Document excerpt —
^^^^

The offshore yuan (CNH) did the PBoC one better. It traded in the 6.8698 – 6.8876 range during the HK trading day and at 4pm HK time nearly reached the level it touched on January 20 – its strongest in the year-to-date – of 6.8672.

As I wrote earlier this week, 6.86 is the next target level in the inexorable rise of the yuan since its May 27 weak point of 7.1763. That would come out to a very substantial 4.7% gain against the greenback and rival the yuan rises of November 2019 – January 2020, November 2018 – February 2019 and December 2017 – February 2018, all triggered by US – China trade deal optimism. 

Things are different this time around.

The resumption of some form of trade chatter between the US and China since last weekend when US President Trump put on one of his inimitable macho acts and said he’d called the whole thing off, may have encouraged the yuan over the past few days.

But on the whole, that’s not what’s been driving the yuan’s rise.

Critical negative factors 

China defeated the coronavirus and got its economy back on track. The US has failed miserably on both counts and loaded itself with massive amounts of new debt – some $7 trillion all told – just to keep afloat.

Those are the critical US dollar negative factors.

Note that the dollar declined on the dollar index (DXY) from 102.8170 in March 2020 to a low of 92.2710 on August 18 and was trading in a range of 92.7850 – 93.1370 in Hong Kong today.

But the yuan’s strength is not merely the dollar’s weakness and not principally trade related.

Looking at the Trump administration’s relentless determination to restrict China’s access to high-tech products essential to its development, the Chinese government has determined that the only way of coping with the situation is to develop China’s own technological prowess and accelerate its long-term strategic goal of very substantially higher domestic demand as the key economic growth driver over exports.

This policy of a “dual circulation” pattern of economic growth is now in place and a strong yuan is a key component of it. Domestic demand stimulation is a major beneficiary of a strong currency.

So: no need to fret that China will step in and restrict the rise of the yuan as it might have done in years past when external demand and export competitiveness were key. 

A strong yuan is not the result of US pressure but the result of the adoption of a key new long-term economic development strategy.

^^^^

Entries supplied —
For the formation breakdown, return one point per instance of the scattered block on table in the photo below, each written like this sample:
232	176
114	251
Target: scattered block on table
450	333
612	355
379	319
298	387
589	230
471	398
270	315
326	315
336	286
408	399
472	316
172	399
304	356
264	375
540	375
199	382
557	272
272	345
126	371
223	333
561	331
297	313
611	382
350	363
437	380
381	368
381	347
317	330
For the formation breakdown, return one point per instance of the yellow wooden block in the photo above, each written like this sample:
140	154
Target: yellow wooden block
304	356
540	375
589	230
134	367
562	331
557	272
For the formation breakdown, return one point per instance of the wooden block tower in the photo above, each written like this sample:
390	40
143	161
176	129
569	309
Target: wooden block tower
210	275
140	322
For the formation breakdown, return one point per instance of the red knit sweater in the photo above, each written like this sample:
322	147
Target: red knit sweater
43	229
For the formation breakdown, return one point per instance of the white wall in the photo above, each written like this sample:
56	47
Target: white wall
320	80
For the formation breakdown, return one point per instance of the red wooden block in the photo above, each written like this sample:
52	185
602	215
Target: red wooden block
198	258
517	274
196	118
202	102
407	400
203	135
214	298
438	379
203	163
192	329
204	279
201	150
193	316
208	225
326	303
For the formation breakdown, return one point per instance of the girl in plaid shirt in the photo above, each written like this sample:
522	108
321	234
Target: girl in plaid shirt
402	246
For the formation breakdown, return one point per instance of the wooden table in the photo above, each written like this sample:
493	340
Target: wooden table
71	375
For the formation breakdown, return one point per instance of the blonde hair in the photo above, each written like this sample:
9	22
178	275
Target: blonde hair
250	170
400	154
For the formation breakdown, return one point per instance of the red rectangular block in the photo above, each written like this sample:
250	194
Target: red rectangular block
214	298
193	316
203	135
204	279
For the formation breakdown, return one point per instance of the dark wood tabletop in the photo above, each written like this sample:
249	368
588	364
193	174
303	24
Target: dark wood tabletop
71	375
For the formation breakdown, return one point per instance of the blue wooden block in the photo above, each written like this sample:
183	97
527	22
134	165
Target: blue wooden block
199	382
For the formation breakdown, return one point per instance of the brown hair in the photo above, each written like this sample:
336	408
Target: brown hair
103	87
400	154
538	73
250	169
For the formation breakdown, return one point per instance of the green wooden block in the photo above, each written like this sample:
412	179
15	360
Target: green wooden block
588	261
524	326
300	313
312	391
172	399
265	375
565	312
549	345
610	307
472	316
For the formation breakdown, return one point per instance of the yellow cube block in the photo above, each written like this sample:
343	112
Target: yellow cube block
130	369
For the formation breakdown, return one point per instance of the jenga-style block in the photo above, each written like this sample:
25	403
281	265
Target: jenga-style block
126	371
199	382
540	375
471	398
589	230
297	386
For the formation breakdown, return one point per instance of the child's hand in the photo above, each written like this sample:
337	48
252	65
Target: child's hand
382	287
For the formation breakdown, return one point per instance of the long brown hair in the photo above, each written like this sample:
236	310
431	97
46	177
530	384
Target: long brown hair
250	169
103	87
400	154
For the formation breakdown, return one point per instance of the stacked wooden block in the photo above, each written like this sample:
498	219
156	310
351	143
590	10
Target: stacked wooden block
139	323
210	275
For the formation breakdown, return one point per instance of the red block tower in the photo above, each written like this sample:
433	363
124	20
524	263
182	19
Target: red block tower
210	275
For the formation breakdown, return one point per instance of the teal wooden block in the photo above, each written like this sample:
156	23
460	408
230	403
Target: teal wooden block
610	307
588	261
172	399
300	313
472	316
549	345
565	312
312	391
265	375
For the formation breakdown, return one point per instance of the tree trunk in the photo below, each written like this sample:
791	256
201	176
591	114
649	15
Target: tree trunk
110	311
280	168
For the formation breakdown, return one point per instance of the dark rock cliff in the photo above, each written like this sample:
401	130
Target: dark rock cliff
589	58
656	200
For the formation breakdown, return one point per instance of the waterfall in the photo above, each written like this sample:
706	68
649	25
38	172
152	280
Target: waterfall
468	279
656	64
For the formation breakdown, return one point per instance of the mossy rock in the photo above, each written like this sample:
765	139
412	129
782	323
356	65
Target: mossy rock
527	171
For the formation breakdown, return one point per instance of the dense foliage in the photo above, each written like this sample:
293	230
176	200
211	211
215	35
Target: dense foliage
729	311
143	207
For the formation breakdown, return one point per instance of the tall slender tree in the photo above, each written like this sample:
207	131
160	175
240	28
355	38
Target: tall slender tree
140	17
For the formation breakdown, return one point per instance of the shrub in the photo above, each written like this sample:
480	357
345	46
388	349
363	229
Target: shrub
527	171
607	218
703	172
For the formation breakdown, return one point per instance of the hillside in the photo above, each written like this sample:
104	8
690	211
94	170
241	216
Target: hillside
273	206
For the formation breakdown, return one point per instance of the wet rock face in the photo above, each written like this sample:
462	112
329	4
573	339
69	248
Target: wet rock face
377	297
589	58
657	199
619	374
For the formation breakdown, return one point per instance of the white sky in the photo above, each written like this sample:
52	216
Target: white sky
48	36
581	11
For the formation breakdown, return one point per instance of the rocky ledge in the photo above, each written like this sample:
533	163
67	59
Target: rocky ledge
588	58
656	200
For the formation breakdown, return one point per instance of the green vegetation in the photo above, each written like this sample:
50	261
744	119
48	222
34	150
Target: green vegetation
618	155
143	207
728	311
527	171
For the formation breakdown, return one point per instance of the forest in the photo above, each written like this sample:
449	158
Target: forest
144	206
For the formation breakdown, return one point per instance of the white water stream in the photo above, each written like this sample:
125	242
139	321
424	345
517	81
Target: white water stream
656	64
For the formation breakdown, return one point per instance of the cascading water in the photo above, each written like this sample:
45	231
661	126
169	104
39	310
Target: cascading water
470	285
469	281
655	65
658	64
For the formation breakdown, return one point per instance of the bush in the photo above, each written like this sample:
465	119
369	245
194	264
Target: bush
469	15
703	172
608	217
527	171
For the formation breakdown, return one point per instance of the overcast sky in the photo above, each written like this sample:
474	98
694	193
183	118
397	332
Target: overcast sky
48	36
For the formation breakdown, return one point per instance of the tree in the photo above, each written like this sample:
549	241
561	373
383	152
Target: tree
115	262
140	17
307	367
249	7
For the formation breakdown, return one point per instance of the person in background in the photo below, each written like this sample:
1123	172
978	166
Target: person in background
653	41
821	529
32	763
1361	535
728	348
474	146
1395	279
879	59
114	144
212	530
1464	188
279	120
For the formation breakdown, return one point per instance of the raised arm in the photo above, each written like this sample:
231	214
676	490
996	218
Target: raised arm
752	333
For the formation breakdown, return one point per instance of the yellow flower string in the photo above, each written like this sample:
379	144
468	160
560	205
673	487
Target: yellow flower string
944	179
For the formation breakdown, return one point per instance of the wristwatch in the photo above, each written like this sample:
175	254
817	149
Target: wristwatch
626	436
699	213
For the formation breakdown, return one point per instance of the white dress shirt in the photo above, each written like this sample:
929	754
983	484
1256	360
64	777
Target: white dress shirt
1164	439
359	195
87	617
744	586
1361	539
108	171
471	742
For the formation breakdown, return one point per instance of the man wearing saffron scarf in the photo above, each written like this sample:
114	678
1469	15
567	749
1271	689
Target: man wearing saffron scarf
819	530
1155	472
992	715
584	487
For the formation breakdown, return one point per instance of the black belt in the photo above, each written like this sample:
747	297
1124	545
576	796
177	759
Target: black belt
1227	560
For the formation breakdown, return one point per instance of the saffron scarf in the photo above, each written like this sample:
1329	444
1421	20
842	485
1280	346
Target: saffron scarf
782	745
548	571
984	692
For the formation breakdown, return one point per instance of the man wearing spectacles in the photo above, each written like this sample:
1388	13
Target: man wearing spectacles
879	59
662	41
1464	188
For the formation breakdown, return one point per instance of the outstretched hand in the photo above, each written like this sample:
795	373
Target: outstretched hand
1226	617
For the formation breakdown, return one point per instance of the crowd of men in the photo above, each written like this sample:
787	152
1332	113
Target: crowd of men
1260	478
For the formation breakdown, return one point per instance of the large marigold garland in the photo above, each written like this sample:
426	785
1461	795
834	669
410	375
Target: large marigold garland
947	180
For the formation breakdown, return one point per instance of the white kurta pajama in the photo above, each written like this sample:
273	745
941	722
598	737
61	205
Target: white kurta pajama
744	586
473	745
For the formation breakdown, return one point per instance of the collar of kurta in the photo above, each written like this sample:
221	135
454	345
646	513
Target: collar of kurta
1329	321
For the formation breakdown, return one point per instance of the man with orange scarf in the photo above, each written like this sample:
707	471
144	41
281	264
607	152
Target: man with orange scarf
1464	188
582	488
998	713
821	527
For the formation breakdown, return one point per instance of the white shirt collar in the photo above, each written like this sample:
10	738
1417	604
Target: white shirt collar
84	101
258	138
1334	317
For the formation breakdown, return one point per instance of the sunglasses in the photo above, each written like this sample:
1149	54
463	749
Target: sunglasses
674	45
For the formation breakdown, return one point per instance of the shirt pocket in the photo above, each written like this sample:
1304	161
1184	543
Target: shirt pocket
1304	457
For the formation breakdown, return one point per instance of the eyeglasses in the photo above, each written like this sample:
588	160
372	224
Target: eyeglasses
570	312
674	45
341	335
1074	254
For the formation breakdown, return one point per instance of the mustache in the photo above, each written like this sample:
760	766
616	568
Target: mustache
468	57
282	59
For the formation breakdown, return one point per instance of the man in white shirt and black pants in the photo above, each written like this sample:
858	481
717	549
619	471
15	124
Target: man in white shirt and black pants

^^^^

Required actions —
• A. From the yuan commentary, copy the passage between "Looking at the" and "a strong currency.", inclusive.
• B. List every exchange-rate level for the yuan that the yuan commentary gives. Leave out the dollar index (DXY) figures.

Task-by-task outputs —
• A.
Looking at the Trump administration’s relentless determination to restrict China’s access to high-tech products essential to its development, the Chinese government has determined that the only way of coping with the situation is to develop China’s own technological prowess and accelerate its long-term strategic goal of very substantially higher domestic demand as the key economic growth driver over exports.

This policy of a “dual circulation” pattern of economic growth is now in place and a strong yuan is a key component of it. Domestic demand stimulation is a major beneficiary of a strong currency.

• B.
- 6.8698
- 6.8876
- 6.8672
- 6.86
- 7.1763